__SOURCE EXCERPT__:
▬▬▬

Climate Change in the Midwest: Impacts, Risks, Vulnerability, and Adaptation

By S. C. Pryor | Go to book overview

3.
Vulnerability and Adaptability of Agricultural
Systems in the Southeast United States to
Climate Variability and Climate Change

K. T. INGRAM, J. W. JONES, J. J. O’BRIEN,
M. C. RONCOLI, C. FRAISSE, N. E. BREUER,
W. L. BARTELS, D. F. ZIERDEN, AND D. LETSON


introduction

Climate change is a global phenomenon, but its impacts are not uniform across the globe. Thus, the impacts of climate change, as well as vulnerabilities and appropriate adaptation measures, must be addressed on a local or regional scale. Agricultural systems have great adaptive capacity but are highly sensitive to climate change. Prior research has suggested that climate change is more likely to adversely affect agriculture in the southern parts of the United States than in the north (Adams et al. 1999). Here, we focus on vulnerability and adaptation in the context of climate change over the southeast United States (SE), thus providing a counterpoint to the Midwestern focus of this book and articulating some successful strategies that might be adopted within the Midwest.

▬▬▬

__WHAT TO DO__:
1) Please output the Southeast agriculture and climate change passage word for word, everything from "introduction" down to "within the Midwest.".
2) Write the next part of the Southeast agriculture and climate change passage, picking up after its final sentence.

__DATASET EXTRACT__:
▬▬▬

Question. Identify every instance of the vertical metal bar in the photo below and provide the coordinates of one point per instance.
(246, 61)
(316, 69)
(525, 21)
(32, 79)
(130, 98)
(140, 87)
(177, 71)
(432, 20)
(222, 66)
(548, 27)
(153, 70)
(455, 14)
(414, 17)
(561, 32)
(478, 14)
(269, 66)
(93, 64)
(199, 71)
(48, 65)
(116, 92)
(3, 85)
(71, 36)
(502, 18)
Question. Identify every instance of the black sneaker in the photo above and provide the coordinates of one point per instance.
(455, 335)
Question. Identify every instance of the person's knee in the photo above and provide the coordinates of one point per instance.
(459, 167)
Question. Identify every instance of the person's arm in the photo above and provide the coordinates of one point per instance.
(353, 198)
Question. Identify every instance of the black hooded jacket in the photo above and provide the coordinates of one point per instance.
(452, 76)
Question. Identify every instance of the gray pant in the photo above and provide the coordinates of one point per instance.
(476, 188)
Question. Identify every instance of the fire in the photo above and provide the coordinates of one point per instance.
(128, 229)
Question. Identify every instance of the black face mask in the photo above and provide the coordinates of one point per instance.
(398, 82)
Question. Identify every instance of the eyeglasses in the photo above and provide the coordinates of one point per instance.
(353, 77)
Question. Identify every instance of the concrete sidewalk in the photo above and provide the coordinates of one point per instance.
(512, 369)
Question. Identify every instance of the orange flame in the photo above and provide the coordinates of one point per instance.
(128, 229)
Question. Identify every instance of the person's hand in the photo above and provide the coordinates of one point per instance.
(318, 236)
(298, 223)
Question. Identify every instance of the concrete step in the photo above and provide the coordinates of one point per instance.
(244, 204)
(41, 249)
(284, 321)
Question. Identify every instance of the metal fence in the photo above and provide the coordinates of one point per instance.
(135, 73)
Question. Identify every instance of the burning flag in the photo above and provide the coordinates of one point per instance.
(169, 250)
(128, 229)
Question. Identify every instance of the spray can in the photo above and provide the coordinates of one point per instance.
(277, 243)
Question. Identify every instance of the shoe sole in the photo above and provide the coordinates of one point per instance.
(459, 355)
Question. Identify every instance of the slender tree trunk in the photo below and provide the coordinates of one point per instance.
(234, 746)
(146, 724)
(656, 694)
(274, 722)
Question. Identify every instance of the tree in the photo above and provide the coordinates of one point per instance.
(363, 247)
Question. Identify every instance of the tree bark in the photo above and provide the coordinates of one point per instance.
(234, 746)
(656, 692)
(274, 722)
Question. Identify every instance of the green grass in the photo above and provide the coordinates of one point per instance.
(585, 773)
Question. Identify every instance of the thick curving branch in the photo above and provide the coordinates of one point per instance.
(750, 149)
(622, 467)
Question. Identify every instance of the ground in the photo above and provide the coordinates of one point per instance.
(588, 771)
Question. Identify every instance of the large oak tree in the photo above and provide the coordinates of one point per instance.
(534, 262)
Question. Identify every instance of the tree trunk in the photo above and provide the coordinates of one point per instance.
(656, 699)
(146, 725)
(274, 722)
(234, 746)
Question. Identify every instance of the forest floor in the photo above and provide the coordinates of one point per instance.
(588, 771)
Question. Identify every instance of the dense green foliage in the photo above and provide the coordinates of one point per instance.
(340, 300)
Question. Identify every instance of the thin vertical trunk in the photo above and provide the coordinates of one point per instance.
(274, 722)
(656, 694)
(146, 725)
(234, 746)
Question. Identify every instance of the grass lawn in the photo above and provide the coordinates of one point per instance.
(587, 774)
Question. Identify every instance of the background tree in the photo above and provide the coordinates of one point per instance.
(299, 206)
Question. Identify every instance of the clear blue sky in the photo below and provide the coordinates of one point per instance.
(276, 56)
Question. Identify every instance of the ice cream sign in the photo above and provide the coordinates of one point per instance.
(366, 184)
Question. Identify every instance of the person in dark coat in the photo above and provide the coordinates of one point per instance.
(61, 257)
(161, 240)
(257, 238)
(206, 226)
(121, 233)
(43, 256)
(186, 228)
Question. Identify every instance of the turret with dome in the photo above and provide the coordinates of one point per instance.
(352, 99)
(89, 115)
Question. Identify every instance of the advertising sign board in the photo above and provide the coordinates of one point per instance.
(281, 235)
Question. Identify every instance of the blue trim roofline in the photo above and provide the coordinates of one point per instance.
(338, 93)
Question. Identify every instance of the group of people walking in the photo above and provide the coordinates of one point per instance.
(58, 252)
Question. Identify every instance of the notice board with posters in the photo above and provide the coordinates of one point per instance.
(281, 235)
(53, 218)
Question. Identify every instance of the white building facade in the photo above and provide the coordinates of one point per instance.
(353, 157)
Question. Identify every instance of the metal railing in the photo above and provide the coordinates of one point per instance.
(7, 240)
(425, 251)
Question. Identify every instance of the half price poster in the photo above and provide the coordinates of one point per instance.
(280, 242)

▬▬▬

__FINAL RESULTS__:
1)
introduction

Climate change is a global phenomenon, but its impacts are not uniform across the globe. Thus, the impacts of climate change, as well as vulnerabilities and appropriate adaptation measures, must be addressed on a local or regional scale. Agricultural systems have great adaptive capacity but are highly sensitive to climate change. Prior research has suggested that climate change is more likely to adversely affect agriculture in the southern parts of the United States than in the north (Adams et al. 1999). Here, we focus on vulnerability and adaptation in the context of climate change over the southeast United States (SE), thus providing a counterpoint to the Midwestern focus of this book and articulating some successful strategies that might be adopted within the Midwest.

2)
In contrast to the Midwest, where agriculture is dominated by relatively few commodities (see chapter 2), agriculture in the SE states of Alabama, Georgia, Florida, and North and South Carolina is far more diverse. These five states have 41 million acres in agriculture with total sales in 2007 exceeding $31 billion (NASS 2007). Poultry and eggs represent the sector with highest income in all states except Florida, for which fruits and tree nuts have the highest economic impact. For all of the states, cattle and nursery commodities are among the top earners. Other important crops include cotton, peanuts, pecans, swine, tobacco, diverse fruits and vegetables, corn, soybeans, and sugarcane. In addition, the region has significant aquaculture and extensive managed forests, though the National Agricultural Statistics Reports do not include forests.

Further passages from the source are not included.